Tu tarea:
Por favor, extrae sin cambios del texto sobre el voseo que aparece más abajo el fragmento que va desde "El origen del" hasta "dirigirse a alguien.".

Texto proporcionado:

------

El origen del voseo se remonta a una de las formas de la segunda persona, tanto del singular como del plural del latín (vos), que se mantenía en el castellano antiguo.
En algunos países ya no se utiliza esta peculiar manera de hablar y se ha sustituido por el “Tú” (tuteo), por ser considerado más fino, elegante y, por algunos, respetuoso. En Venezuela, el tuteo se ha introducido, supuestamente, a través de los medios nacionales de comunicación a nivel general. 
El voseo también encuentra su espacio en los medios de comunicación; ya bien sea, en programas de comedia, propagandas publicitarias, la prensa, la radio o en las telenovelas. La sociedad venezolana acepta el voseo como parte de la cultura; en especial en occidente, en donde obtiene un rango prestigioso a la hora de dirigirse a alguien.

------

Filas:
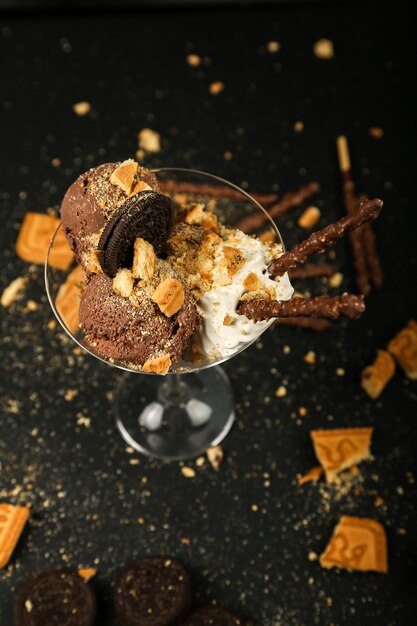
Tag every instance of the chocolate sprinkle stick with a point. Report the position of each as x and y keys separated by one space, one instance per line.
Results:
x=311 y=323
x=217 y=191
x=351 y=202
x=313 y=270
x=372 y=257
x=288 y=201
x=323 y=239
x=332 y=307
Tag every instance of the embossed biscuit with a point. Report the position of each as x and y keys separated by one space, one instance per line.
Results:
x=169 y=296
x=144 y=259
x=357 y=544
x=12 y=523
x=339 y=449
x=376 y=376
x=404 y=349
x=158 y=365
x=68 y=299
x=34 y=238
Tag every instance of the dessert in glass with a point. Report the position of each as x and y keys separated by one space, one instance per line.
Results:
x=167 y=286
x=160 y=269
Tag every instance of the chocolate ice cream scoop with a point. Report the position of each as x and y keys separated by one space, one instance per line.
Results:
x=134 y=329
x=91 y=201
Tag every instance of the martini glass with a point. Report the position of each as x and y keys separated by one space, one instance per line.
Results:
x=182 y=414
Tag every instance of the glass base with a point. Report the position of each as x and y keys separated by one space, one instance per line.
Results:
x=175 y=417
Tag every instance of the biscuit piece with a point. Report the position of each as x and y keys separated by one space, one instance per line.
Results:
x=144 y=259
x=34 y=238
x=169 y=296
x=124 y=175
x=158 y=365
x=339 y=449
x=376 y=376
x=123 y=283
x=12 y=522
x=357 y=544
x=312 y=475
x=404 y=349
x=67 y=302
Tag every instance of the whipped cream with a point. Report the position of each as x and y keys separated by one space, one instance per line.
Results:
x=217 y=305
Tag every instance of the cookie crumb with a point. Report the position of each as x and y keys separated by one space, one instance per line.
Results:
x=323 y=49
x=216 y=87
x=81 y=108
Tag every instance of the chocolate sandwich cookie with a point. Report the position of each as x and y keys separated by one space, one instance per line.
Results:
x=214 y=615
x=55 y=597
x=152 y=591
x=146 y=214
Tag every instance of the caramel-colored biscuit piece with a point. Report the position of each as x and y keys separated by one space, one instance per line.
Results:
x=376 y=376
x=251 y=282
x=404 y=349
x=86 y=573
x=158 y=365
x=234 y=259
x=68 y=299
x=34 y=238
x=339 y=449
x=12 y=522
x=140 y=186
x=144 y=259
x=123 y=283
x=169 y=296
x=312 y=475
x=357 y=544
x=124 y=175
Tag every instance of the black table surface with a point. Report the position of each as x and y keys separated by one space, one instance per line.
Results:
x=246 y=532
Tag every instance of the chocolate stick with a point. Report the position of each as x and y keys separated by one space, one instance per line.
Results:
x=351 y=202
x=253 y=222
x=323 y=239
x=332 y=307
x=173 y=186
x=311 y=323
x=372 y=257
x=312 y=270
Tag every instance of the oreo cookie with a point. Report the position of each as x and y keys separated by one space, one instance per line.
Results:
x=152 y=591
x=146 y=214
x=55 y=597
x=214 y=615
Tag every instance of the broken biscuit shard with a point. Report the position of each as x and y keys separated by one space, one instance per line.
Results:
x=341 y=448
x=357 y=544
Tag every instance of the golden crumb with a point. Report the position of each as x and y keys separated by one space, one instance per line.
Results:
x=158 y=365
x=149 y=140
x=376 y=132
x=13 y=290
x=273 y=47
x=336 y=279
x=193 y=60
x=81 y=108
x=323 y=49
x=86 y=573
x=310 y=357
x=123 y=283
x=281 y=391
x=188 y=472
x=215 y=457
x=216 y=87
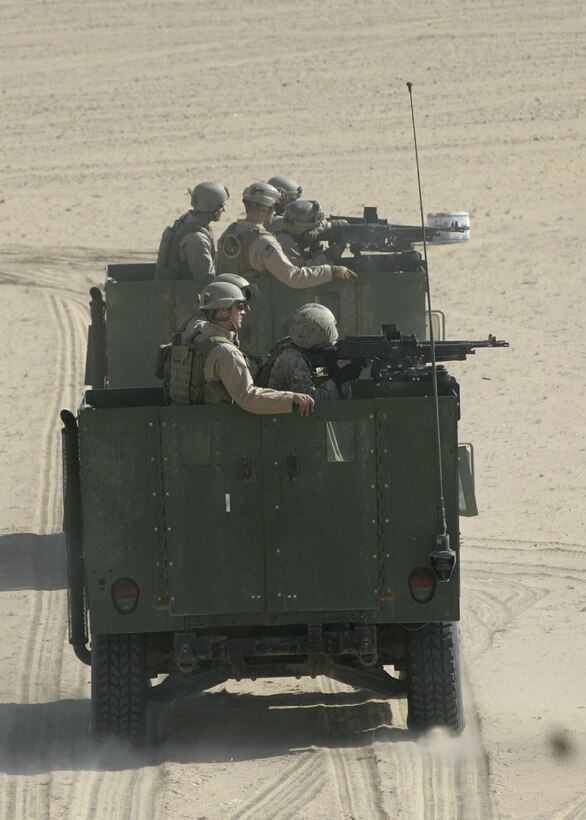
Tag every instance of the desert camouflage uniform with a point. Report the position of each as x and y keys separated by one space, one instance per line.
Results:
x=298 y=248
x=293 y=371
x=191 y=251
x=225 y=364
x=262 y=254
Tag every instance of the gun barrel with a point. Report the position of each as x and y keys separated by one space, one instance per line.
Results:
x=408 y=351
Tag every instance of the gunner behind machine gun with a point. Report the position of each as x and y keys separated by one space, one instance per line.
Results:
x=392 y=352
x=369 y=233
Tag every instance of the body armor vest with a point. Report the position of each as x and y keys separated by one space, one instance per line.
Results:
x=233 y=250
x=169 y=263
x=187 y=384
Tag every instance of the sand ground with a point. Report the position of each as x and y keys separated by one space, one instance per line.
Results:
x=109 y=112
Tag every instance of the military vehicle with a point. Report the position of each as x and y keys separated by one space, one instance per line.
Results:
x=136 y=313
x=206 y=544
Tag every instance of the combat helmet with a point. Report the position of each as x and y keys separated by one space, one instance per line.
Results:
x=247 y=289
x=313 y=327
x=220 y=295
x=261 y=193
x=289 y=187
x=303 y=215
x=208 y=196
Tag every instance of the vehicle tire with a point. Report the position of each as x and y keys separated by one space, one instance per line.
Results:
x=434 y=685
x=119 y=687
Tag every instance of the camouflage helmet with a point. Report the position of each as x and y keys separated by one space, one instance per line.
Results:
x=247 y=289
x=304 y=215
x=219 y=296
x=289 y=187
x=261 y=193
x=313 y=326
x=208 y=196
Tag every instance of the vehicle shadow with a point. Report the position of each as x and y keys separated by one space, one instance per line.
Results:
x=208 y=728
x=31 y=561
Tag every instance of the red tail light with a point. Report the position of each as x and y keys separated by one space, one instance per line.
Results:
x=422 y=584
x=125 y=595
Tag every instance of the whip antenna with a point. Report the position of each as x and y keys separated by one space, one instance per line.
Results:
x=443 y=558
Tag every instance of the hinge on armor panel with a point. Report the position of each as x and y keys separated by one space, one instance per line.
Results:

------

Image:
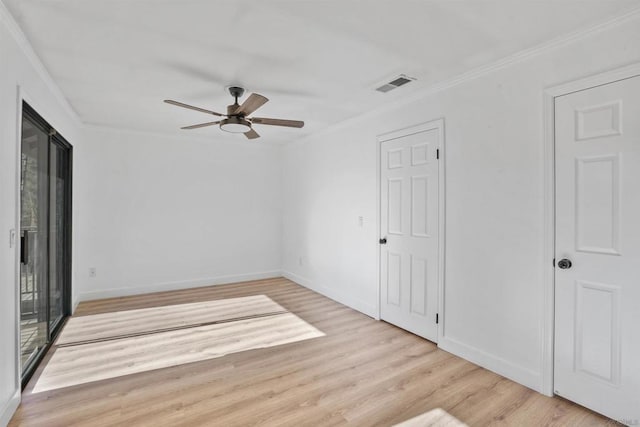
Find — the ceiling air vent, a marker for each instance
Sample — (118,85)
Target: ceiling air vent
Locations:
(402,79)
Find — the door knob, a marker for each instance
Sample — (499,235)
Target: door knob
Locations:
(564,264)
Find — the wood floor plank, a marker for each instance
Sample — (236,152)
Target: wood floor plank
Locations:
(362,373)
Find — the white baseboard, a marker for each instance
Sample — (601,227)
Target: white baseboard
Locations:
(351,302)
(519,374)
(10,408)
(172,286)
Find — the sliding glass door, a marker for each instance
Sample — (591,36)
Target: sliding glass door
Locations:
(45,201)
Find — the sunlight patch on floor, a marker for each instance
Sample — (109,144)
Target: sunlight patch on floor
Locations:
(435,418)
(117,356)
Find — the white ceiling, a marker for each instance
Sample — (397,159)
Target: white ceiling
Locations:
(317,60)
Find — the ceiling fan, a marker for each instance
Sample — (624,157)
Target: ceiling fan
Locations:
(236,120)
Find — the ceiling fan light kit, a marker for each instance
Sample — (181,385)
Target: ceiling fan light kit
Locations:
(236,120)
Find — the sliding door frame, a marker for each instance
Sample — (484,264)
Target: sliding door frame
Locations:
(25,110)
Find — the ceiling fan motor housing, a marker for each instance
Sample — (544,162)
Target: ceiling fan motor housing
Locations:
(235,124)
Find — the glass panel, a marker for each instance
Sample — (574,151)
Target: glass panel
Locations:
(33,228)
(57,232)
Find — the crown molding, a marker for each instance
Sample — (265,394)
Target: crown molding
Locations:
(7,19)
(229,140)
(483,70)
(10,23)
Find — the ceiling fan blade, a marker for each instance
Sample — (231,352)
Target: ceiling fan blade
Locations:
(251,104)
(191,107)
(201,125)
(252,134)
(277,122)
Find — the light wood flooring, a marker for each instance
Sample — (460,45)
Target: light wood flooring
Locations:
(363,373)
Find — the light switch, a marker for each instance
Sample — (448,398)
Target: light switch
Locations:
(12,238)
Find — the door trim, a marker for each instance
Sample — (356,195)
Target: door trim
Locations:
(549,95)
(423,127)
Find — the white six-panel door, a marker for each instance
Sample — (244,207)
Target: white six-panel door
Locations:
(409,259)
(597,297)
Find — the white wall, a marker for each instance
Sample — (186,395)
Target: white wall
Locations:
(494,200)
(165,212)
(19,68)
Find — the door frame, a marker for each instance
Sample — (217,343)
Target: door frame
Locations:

------

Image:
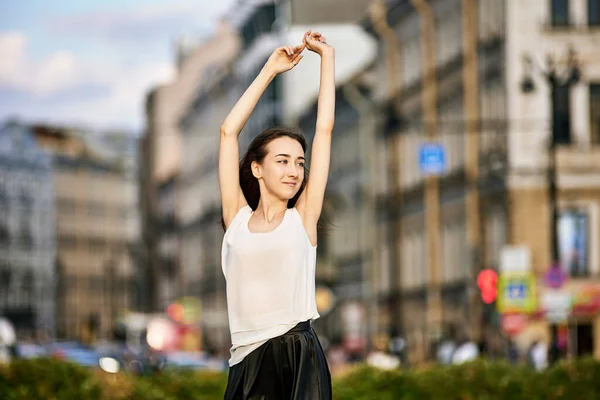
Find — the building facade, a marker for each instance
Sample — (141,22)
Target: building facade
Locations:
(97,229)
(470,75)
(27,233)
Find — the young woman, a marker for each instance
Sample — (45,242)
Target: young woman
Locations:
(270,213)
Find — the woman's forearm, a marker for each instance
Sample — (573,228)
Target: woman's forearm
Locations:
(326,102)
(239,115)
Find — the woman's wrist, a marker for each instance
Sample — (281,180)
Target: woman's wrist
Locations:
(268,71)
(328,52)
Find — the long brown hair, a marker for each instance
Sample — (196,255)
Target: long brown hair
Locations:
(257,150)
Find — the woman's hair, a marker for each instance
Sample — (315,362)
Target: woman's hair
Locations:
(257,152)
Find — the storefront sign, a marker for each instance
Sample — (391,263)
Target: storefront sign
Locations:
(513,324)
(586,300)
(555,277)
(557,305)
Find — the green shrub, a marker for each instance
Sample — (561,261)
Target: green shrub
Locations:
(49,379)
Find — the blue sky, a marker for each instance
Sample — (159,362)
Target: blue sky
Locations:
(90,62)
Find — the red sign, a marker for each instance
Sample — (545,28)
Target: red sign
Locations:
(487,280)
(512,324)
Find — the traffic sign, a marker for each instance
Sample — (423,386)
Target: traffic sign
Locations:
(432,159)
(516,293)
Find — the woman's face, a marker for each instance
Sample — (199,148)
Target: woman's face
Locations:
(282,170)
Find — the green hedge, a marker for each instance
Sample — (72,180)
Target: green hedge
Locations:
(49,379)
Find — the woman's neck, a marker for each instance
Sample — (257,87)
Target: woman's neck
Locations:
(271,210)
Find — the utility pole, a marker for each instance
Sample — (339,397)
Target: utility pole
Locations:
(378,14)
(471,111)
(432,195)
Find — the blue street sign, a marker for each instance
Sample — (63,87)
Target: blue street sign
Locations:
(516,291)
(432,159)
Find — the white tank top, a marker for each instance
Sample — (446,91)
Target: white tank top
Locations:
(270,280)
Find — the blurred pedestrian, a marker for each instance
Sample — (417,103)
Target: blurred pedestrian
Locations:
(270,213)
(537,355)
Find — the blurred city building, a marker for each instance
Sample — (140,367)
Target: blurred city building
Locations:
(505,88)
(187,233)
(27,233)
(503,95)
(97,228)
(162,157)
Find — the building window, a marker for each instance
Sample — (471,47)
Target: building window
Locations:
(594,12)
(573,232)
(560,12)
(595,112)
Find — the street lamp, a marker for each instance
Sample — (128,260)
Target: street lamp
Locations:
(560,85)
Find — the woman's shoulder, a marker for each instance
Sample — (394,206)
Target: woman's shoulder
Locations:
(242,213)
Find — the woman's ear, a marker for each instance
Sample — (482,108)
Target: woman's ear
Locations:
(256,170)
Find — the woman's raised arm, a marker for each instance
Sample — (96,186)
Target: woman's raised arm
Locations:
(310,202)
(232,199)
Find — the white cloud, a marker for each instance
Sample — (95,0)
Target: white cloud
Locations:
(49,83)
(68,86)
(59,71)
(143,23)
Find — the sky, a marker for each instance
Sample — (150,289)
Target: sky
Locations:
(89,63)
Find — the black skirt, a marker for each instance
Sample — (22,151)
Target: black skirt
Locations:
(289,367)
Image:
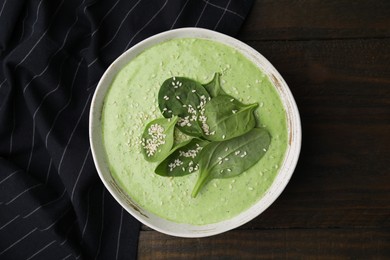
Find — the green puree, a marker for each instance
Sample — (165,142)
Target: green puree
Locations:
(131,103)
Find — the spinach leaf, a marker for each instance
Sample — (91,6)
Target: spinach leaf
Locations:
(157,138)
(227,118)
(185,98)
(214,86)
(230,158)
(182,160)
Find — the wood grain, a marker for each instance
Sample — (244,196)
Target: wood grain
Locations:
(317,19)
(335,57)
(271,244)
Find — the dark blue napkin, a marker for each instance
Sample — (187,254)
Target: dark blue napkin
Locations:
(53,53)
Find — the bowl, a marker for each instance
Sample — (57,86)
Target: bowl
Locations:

------

La respuesta:
El origen del voseo se remonta a una de las formas de la segunda persona, tanto del singular como del plural del latín (vos), que se mantenía en el castellano antiguo.
En algunos países ya no se utiliza esta peculiar manera de hablar y se ha sustituido por el “Tú” (tuteo), por ser considerado más fino, elegante y, por algunos, respetuoso. En Venezuela, el tuteo se ha introducido, supuestamente, a través de los medios nacionales de comunicación a nivel general. 
El voseo también encuentra su espacio en los medios de comunicación; ya bien sea, en programas de comedia, propagandas publicitarias, la prensa, la radio o en las telenovelas. La sociedad venezolana acepta el voseo como parte de la cultura; en especial en occidente, en donde obtiene un rango prestigioso a la hora de dirigirse a alguien.